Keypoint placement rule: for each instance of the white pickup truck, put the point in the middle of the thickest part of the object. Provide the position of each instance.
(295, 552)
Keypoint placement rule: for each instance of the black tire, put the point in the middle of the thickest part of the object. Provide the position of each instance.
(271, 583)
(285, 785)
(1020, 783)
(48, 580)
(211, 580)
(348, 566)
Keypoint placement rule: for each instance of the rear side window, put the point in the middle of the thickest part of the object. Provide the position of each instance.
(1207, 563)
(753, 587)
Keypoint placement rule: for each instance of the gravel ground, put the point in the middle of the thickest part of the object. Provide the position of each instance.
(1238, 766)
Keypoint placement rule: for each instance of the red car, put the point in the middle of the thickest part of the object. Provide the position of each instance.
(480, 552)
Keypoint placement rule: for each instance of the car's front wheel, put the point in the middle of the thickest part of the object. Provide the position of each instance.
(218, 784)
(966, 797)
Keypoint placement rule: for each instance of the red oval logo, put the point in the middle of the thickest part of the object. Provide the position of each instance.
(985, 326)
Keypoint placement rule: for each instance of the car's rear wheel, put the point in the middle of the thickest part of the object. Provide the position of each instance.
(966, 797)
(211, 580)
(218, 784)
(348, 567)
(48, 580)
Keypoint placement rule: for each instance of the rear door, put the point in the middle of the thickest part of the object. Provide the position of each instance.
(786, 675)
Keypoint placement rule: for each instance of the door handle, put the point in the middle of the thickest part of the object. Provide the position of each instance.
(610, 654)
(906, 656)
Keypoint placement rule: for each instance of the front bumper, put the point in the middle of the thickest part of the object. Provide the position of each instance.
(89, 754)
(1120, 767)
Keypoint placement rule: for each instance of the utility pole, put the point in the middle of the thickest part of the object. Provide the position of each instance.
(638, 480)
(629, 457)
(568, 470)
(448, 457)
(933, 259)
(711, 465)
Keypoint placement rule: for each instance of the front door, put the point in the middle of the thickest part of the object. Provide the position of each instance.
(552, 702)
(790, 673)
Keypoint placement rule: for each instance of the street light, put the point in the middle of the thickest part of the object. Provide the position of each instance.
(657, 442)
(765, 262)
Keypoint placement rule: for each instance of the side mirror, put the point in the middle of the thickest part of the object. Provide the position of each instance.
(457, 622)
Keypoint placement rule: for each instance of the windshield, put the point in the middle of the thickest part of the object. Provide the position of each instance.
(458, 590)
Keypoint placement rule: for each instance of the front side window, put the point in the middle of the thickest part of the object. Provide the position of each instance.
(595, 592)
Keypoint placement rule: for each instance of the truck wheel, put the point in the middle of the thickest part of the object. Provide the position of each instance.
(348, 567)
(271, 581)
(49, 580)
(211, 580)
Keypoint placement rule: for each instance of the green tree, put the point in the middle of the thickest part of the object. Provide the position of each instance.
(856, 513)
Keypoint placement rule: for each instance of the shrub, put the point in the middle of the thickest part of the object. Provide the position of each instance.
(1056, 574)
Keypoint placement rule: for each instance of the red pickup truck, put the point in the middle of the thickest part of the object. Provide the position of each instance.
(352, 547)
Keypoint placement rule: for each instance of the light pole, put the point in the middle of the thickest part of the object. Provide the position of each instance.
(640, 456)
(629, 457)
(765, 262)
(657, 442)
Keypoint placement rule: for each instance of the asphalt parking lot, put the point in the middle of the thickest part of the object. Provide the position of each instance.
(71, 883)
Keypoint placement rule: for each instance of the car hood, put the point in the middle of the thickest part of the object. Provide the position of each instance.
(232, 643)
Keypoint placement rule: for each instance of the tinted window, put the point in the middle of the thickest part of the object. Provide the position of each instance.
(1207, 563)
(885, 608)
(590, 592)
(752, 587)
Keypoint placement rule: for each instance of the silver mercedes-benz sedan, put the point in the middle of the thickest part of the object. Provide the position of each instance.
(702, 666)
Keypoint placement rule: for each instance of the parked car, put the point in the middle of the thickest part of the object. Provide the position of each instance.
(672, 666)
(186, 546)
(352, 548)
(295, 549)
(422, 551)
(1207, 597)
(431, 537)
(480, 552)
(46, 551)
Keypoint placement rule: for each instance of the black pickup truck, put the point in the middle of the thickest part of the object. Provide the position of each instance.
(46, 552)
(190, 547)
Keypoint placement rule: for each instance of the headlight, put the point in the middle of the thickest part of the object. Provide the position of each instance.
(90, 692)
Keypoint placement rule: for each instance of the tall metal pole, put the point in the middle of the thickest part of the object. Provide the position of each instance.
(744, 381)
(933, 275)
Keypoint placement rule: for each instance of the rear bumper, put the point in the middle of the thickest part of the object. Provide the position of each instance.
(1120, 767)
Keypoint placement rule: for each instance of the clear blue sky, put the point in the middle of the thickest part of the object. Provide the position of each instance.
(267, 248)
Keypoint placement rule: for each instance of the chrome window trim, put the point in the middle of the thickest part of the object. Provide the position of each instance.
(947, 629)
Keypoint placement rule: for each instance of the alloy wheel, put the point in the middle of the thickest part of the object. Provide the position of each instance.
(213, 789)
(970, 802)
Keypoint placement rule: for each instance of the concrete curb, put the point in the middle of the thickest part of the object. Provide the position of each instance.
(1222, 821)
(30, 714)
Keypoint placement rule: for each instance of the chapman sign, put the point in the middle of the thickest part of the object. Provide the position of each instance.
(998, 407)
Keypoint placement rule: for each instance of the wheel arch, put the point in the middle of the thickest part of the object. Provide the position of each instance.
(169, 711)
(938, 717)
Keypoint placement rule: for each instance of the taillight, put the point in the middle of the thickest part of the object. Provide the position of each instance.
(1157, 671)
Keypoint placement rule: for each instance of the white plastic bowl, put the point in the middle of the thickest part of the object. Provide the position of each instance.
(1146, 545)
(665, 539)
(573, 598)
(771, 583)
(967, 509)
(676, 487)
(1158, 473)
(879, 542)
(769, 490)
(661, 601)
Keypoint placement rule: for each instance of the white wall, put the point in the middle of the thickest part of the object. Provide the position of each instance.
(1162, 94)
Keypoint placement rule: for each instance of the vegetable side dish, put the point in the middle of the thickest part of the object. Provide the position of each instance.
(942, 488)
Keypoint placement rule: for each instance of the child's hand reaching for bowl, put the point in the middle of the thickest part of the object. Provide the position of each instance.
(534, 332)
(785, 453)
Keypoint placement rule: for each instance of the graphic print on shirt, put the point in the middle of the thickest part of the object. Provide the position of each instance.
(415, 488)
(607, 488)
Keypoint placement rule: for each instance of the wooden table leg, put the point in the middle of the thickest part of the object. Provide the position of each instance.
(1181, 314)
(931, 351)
::::::::::
**About this task:** Give back all of the data above without any alteration.

**Response to this exercise:**
Keypoint placement rule: for each instance of the white pickup truck, put the point in the middle of the thickest part of the object. Provide the position of each instance.
(295, 552)
Keypoint placement rule: for each instance of the black tire, put the point in the middle of the thickest part of the object. Provide the position of each instance.
(271, 583)
(285, 785)
(1020, 783)
(48, 580)
(211, 580)
(348, 566)
Keypoint placement rule: for each instance of the rear side window, put the point in the middle of the thickest part of the object. Provide the position of each instance.
(1207, 563)
(753, 587)
Keypoint placement rule: for each instance of the gravel ground, put the point in the middle of the thickest part of the object. Provide the position of each instance.
(1238, 766)
Keypoint placement rule: for each instance of the red car, put the point in the middle of the thickest part of the object. Provide the position of each instance.
(480, 552)
Keypoint placement rule: for each instance of the car's front wheel, put the point in the middle of the thickest part of the object. Provide the position of each instance.
(218, 784)
(966, 797)
Keypoint placement rule: for each instance of the red oval logo, put the point in the middle of the thickest part of the object. Provide the position of each instance.
(985, 326)
Keypoint placement rule: for each instance of the car's rear wheel, put the point in the middle of the thickest part of the object. Provide the position of each instance.
(966, 797)
(211, 580)
(218, 784)
(348, 567)
(48, 580)
Keypoint placement rule: for each instance of the rear door, put the point in the middle of the thickest part of the object. Provide the position of each instance.
(786, 675)
Keypoint placement rule: for each instance of the door handle, put the point in the middle of the thickest part of the object. Provide the position of each instance.
(610, 654)
(906, 656)
Keypoint placement rule: for each instance of the front bumper, put the point in the middle of the thickest part of the object. Provide the position of each instance.
(89, 754)
(1120, 767)
Keypoint placement rule: for each instance of the utility pole, put the point in the middle of the thickest part of the object. Provide the position of each instance.
(638, 480)
(629, 457)
(568, 470)
(448, 457)
(933, 259)
(711, 465)
Keypoint placement rule: for each instance of the front door, put the point in the middle of the thickest part of the object. Provide the position of each instance.
(552, 702)
(790, 673)
Keypoint placement rule: for each instance of the street light, put the point in the middle of the thickest part of the object. Provide the position of each instance.
(657, 442)
(765, 262)
Keypoint placement rule: for each instance of the side mirror, put the point in the middle of the thickest part of the object. Provide the position of each instance.
(457, 622)
Keypoint placement rule: for each instance of the windshield, put the point in the middle of the thickest part of the object. Provide the position of each instance.
(458, 590)
Keypoint placement rule: for each instance of the front side window, put the point in the middle of the thickest part of the object. Provide the position of each instance.
(595, 592)
Keypoint placement rule: for each instance of the truck wheel, put the point in the middle of the thickest part of the object. Provide the position of each instance.
(348, 567)
(271, 581)
(49, 580)
(211, 580)
Keypoint placement rule: for each instance of the green tree, put the point in the middle of the thickest part of the object. Provide the position of each instance.
(856, 513)
Keypoint placement rule: for each instance of the shrub, put the point in the middle of the thickest part of the object. Provide the position of each instance.
(1056, 574)
Keypoint placement rule: for each instance of the red pickup truck, put the point in the middle of the thickest part of the object. Provide the position of each instance.
(352, 547)
Keypoint placement rule: for each instance of the light pole, put the point in the middle of the thickest part of the object. Provide the position of each instance.
(640, 456)
(629, 457)
(765, 262)
(657, 442)
Keypoint placement rule: for each instance of the asphalt parking lot, put the point in the middle of the thickest part of the object. Provide the position of each instance.
(71, 883)
Keypoint placement rule: for each instance of the car hood, put the point in the middle of the thickest part of the object. Provide the position of each instance.
(232, 643)
Keypoint placement rule: for each instance of the tinted window, put the point in the middle of the thickest part of the object. Provide the position of each instance.
(1207, 563)
(885, 608)
(590, 592)
(752, 587)
Keypoint placement rule: for each instance of the silver mercedes-benz sedan, put the point in the middle of the thickest part of the object. Provide the position of each instance.
(702, 666)
Keypoint placement rule: for each instance of the parked car, put the point in the middle of the thickest part of the object. Provide the position of each instance.
(672, 666)
(186, 546)
(352, 548)
(295, 549)
(422, 551)
(1207, 597)
(431, 537)
(480, 552)
(46, 551)
Keypoint placement rule: for each instance of the black pickup truck, put the point in the middle of the thickest part of the object. Provide the position of each instance.
(46, 552)
(190, 547)
Keypoint placement rule: for each instance of the headlight, put the point in the middle of the thickest part of the object. Provide the position of each instance.
(90, 692)
Keypoint placement rule: for each instance of the tall metal pole, put the point in the middle of the thickest part of the object. Provide the position of each instance.
(744, 381)
(933, 275)
Keypoint placement rule: for each instance of the rear bumper, put the point in the middle of the thickest part of the object. Provide the position of each instance.
(1120, 767)
Keypoint placement rule: for each instance of the clear blue sky, put the point in the middle of the thickest part of the object. Provide the position of each instance.
(267, 248)
Keypoint placement rule: for each instance of the chrome window trim, put the point in the middle of the thickest part of the object. Provide the position of each instance.
(947, 629)
Keypoint placement rule: for each instance of the alloy wheel, put the point in the middle of the thickest part of the object. Provide the position of each instance.
(213, 789)
(970, 802)
Keypoint placement rule: for each instance of the concrete curb, put the point in the middle of the thickest part of the object. Provide the position of each instance.
(1222, 821)
(30, 714)
Keypoint placement rule: for each instance of the chapman sign, put the point in the middle of the thickest part of the object. Provide the position of each instance.
(998, 407)
Keypoint placement rule: for each instance of the wheel arch, put the point in the middle of the thickest part of the object. Provide the position of each instance.
(169, 711)
(938, 717)
Keypoint placement rule: for each instance of the taillight, put the point in the middle of the thickest part of the object. Provide the position of each instance.
(1157, 671)
Keypoint placement rule: for each instance of the white plastic bowl, put the point in the middle of the thickest part of the object. Provide the position of each instance.
(1146, 545)
(665, 539)
(573, 598)
(771, 583)
(967, 509)
(676, 487)
(1158, 473)
(879, 542)
(769, 490)
(661, 601)
Keypoint placement rule: for each instance of the white wall, put the point in the middle of the thickest part of the object. Provide the position of each instance.
(1162, 94)
Keypoint placement rule: for each instance of the vegetable side dish, put the point in the middle of the thickest part of the object. Provide the position of each instance.
(942, 488)
Keypoint placement rule: for each instance of the child's hand reaching for bowl, put the point in the middle of the thickest part of the object. Provide the position of each instance.
(534, 332)
(785, 453)
Keypoint placement rule: for each instance of the graphic print on shirt, put the point in the middle of the thickest part of the object. Provide the position of each instance.
(415, 488)
(607, 488)
Keypoint placement rule: for each instance of the wooden table leg, put the point in the middle of the thickest part of the object. Provide the position of each instance.
(1181, 314)
(931, 351)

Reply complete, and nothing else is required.